─── MATERIAL FOR THIS EXERCISE

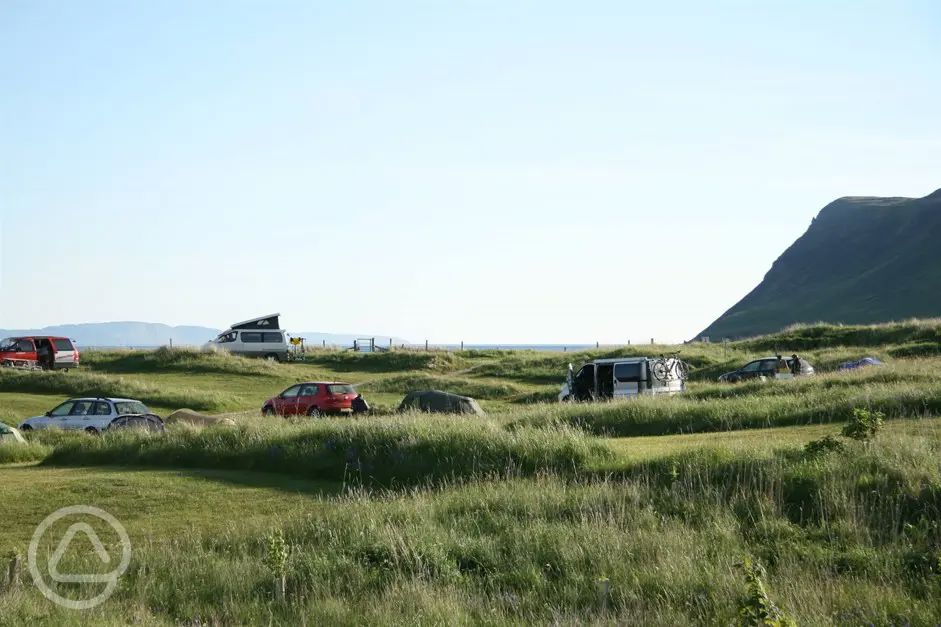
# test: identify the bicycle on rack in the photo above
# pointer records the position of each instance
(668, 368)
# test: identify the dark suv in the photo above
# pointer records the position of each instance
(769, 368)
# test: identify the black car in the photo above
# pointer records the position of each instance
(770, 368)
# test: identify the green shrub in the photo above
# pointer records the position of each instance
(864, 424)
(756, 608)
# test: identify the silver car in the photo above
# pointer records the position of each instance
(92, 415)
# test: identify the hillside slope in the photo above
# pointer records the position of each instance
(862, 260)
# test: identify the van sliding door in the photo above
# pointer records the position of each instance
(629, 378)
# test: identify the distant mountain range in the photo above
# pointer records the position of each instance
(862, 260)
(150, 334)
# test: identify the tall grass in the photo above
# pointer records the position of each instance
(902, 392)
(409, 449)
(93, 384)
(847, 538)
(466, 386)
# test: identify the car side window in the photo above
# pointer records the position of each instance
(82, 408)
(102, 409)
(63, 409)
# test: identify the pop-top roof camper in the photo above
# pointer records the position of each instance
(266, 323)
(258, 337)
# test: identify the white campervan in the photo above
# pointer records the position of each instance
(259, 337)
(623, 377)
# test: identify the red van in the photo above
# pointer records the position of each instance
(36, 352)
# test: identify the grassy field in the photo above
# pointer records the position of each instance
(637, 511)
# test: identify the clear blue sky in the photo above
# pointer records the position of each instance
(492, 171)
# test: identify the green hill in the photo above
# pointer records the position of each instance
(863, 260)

──────
─── MATERIAL FOR THIS EXERCISE

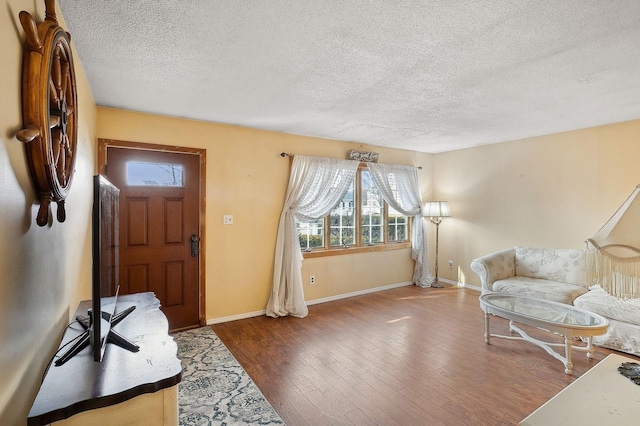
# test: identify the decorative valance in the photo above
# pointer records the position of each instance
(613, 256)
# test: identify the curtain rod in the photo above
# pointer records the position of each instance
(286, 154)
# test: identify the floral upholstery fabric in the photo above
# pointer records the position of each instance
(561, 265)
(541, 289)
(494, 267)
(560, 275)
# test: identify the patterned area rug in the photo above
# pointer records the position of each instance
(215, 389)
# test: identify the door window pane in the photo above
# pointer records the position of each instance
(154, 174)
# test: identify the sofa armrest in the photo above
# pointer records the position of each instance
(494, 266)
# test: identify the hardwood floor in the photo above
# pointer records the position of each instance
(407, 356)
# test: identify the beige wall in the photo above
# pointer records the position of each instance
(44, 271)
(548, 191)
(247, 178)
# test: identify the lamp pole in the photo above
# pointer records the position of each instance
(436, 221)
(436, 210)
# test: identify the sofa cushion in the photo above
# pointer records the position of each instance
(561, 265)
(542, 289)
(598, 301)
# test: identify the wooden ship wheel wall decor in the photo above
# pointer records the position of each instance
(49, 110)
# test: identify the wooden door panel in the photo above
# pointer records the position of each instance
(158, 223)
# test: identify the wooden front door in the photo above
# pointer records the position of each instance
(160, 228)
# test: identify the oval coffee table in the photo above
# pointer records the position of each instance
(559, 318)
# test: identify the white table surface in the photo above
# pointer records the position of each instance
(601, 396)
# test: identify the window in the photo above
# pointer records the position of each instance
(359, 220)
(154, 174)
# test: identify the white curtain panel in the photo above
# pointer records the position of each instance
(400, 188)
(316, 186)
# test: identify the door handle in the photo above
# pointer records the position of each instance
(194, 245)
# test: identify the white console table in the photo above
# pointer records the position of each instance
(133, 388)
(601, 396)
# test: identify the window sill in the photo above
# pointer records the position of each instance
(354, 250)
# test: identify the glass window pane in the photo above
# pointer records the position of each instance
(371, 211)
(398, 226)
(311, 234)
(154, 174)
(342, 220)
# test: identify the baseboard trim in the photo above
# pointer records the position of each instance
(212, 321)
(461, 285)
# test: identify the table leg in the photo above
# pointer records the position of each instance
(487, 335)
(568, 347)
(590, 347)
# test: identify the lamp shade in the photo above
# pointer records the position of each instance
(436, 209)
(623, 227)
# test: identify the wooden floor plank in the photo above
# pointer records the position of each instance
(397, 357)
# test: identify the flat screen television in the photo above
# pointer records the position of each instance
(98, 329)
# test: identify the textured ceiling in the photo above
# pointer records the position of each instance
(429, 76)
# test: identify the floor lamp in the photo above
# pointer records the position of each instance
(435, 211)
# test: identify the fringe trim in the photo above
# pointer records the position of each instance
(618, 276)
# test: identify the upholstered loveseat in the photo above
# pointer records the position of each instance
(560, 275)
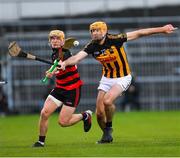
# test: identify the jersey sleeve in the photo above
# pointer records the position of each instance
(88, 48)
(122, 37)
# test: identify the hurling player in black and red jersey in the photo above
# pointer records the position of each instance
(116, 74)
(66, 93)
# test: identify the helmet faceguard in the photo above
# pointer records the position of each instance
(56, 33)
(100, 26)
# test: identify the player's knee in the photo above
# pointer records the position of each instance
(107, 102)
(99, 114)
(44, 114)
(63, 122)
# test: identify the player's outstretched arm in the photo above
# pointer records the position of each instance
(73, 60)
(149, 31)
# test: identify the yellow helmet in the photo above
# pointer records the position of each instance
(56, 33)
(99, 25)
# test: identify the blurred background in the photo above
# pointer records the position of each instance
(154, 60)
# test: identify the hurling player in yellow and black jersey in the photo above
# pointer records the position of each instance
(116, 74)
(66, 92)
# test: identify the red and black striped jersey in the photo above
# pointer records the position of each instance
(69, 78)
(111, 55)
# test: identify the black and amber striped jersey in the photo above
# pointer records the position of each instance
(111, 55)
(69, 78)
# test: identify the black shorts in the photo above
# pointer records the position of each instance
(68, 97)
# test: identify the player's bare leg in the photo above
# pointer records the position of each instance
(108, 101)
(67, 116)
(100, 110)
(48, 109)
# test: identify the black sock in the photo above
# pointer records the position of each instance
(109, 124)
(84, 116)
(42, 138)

──────
─── MATERIAL FOR THIS EXERCISE

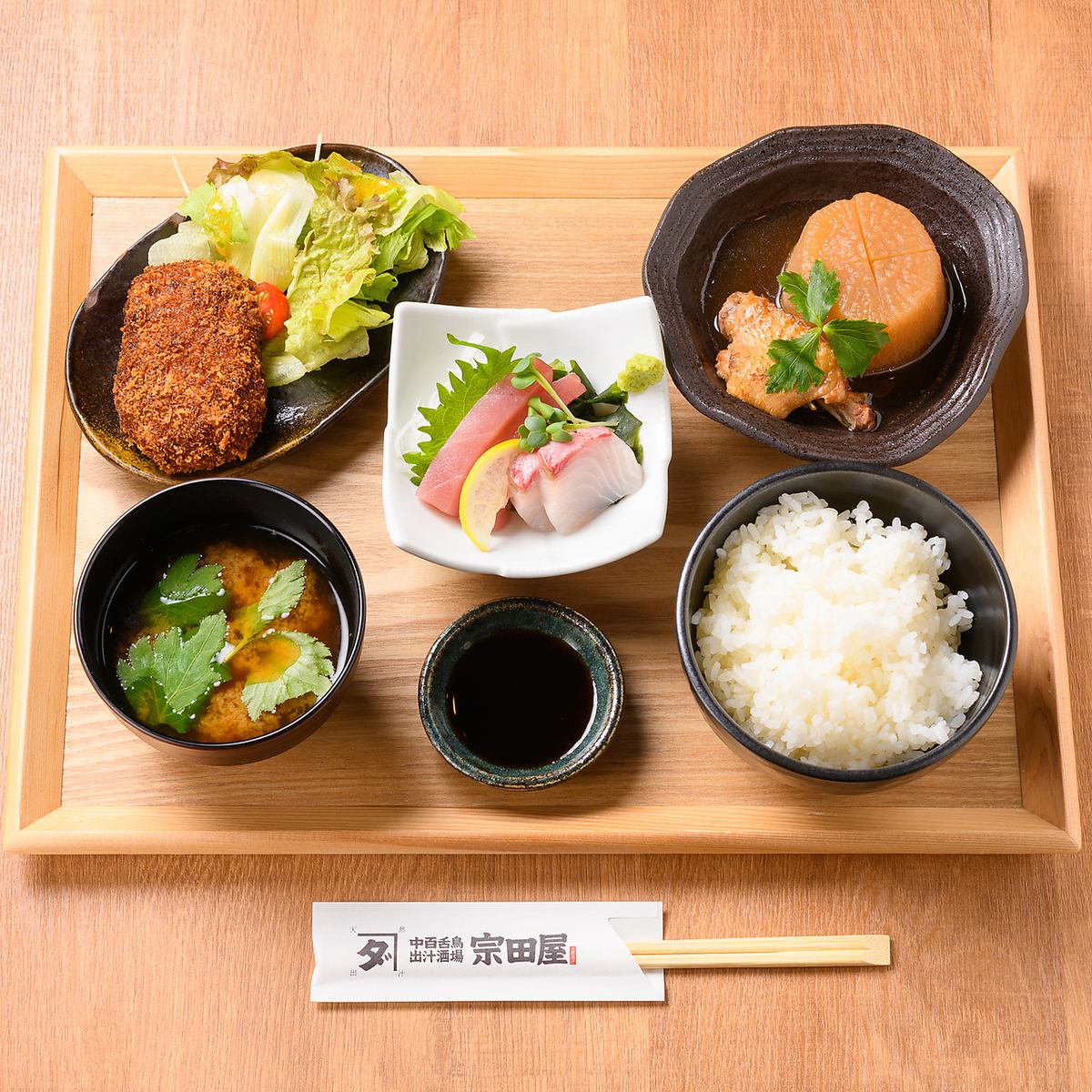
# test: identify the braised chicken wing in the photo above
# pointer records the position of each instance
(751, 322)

──────

#### [TASK DESCRIPTION]
Locate every line in the items above that contains the word "wooden", matching case exactly, and copy each of those lines.

#### [TASK RESPONSE]
# test: identify the wooden ship wheel wall decor in the photo above
# test: identify the wooden door panel in the photo above
# test: identify the wooden front door in the photo above
# test: identify the wooden floor plank in the photo above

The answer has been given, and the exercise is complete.